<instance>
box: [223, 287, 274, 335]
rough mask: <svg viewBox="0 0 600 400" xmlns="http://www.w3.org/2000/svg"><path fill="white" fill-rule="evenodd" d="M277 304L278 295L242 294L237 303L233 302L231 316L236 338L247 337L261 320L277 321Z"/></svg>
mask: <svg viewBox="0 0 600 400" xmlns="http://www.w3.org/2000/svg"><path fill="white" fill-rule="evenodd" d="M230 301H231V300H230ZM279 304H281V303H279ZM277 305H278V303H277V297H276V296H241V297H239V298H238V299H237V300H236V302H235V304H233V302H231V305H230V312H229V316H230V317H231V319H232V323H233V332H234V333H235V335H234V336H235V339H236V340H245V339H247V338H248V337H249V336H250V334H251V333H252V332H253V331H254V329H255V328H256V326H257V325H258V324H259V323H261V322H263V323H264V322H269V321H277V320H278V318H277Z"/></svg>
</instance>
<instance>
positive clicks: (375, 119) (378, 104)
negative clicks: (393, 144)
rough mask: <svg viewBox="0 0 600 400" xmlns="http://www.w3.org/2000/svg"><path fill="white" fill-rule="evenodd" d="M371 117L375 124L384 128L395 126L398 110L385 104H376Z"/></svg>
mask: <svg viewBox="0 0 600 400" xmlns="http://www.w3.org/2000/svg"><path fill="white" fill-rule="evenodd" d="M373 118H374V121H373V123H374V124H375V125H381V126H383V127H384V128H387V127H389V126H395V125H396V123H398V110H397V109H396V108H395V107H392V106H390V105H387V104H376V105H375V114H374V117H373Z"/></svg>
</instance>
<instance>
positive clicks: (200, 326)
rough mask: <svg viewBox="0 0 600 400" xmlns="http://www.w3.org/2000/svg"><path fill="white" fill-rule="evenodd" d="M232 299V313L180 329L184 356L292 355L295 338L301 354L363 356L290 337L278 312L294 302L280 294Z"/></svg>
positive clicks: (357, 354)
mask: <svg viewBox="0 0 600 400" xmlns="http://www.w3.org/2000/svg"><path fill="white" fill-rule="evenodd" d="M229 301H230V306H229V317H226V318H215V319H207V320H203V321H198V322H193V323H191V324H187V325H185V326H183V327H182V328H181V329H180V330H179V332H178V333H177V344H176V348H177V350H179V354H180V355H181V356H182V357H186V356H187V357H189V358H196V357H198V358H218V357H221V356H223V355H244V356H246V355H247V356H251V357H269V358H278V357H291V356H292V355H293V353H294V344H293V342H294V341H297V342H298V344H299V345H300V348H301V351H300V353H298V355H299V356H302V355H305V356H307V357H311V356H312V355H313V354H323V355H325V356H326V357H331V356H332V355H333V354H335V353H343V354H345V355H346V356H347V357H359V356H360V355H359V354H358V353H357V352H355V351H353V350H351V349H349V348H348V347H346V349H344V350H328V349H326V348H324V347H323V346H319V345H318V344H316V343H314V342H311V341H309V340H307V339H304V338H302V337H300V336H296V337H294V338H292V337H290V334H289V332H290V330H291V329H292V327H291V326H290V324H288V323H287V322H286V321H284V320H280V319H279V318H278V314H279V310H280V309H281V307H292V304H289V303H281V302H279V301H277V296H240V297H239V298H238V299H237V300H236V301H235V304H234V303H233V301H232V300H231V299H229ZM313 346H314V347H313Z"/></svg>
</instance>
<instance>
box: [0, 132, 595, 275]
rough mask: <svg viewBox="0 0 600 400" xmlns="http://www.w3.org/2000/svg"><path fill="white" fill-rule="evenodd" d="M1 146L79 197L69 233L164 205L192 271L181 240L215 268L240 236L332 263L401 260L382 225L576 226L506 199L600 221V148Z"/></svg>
***
What the task requires:
One exact transcript of the whole listing is the expected answer.

Response to the exercise:
<instance>
box: [223, 287, 274, 335]
rough mask: <svg viewBox="0 0 600 400" xmlns="http://www.w3.org/2000/svg"><path fill="white" fill-rule="evenodd" d="M277 304L278 295L242 294L237 303L233 302L231 316L236 338L247 337L261 320L277 321Z"/></svg>
mask: <svg viewBox="0 0 600 400" xmlns="http://www.w3.org/2000/svg"><path fill="white" fill-rule="evenodd" d="M230 301H231V300H230ZM279 304H281V303H279ZM277 305H278V303H277V297H276V296H241V297H239V298H238V299H237V300H236V302H235V304H233V302H231V305H230V312H229V316H230V317H231V319H232V323H233V332H234V333H235V335H234V336H235V339H236V340H245V339H247V338H248V337H249V336H250V334H251V333H252V332H253V331H254V329H255V328H256V326H257V325H258V324H259V323H261V322H263V323H264V322H269V321H277V320H278V318H277Z"/></svg>
</instance>
<instance>
positive clicks: (375, 119) (378, 104)
negative clicks: (393, 144)
rough mask: <svg viewBox="0 0 600 400" xmlns="http://www.w3.org/2000/svg"><path fill="white" fill-rule="evenodd" d="M371 117L375 124L384 128L395 126L398 110L385 104H376Z"/></svg>
mask: <svg viewBox="0 0 600 400" xmlns="http://www.w3.org/2000/svg"><path fill="white" fill-rule="evenodd" d="M373 118H374V121H373V123H374V124H375V125H381V126H383V127H384V128H387V127H389V126H395V125H396V123H398V110H397V109H396V108H395V107H392V106H390V105H387V104H376V105H375V114H374V117H373Z"/></svg>
</instance>
<instance>
positive clicks: (200, 326)
rough mask: <svg viewBox="0 0 600 400" xmlns="http://www.w3.org/2000/svg"><path fill="white" fill-rule="evenodd" d="M232 299V313L180 329L184 356L292 355L295 338L301 354L363 356L290 337L278 312L294 302L280 294Z"/></svg>
positive clicks: (357, 354)
mask: <svg viewBox="0 0 600 400" xmlns="http://www.w3.org/2000/svg"><path fill="white" fill-rule="evenodd" d="M229 301H230V306H229V317H226V318H215V319H207V320H203V321H198V322H193V323H191V324H187V325H185V326H183V327H182V328H181V329H180V330H179V332H178V333H177V344H176V348H177V350H179V354H180V355H181V356H182V357H186V356H187V357H189V358H196V357H198V358H218V357H221V356H223V355H244V356H246V355H247V356H251V357H269V358H278V357H291V356H292V355H293V353H294V344H293V342H294V341H297V342H298V344H299V345H300V348H301V351H300V353H298V355H299V356H302V355H305V356H307V357H311V356H312V355H313V354H323V355H325V356H326V357H331V356H332V355H333V354H335V353H343V354H345V355H346V356H347V357H359V356H360V355H359V354H358V353H357V352H355V351H353V350H351V349H349V348H348V347H346V349H344V350H328V349H326V348H324V347H323V346H319V345H318V344H316V343H314V342H311V341H309V340H307V339H304V338H302V337H300V336H296V337H294V338H292V337H290V334H289V332H290V330H291V329H292V327H291V326H290V324H288V323H287V322H286V321H284V320H280V319H279V318H278V314H279V310H280V309H281V307H292V304H289V303H281V302H279V301H277V296H240V297H239V298H238V299H237V300H236V301H235V304H234V303H233V301H232V300H231V299H229ZM313 346H314V347H313Z"/></svg>
</instance>
<instance>
box: [0, 132, 595, 275]
rough mask: <svg viewBox="0 0 600 400" xmlns="http://www.w3.org/2000/svg"><path fill="white" fill-rule="evenodd" d="M1 146L79 197L69 233L164 205L192 271L181 240L215 268L240 236L332 263L401 260L382 225L576 226L506 199L600 221V148Z"/></svg>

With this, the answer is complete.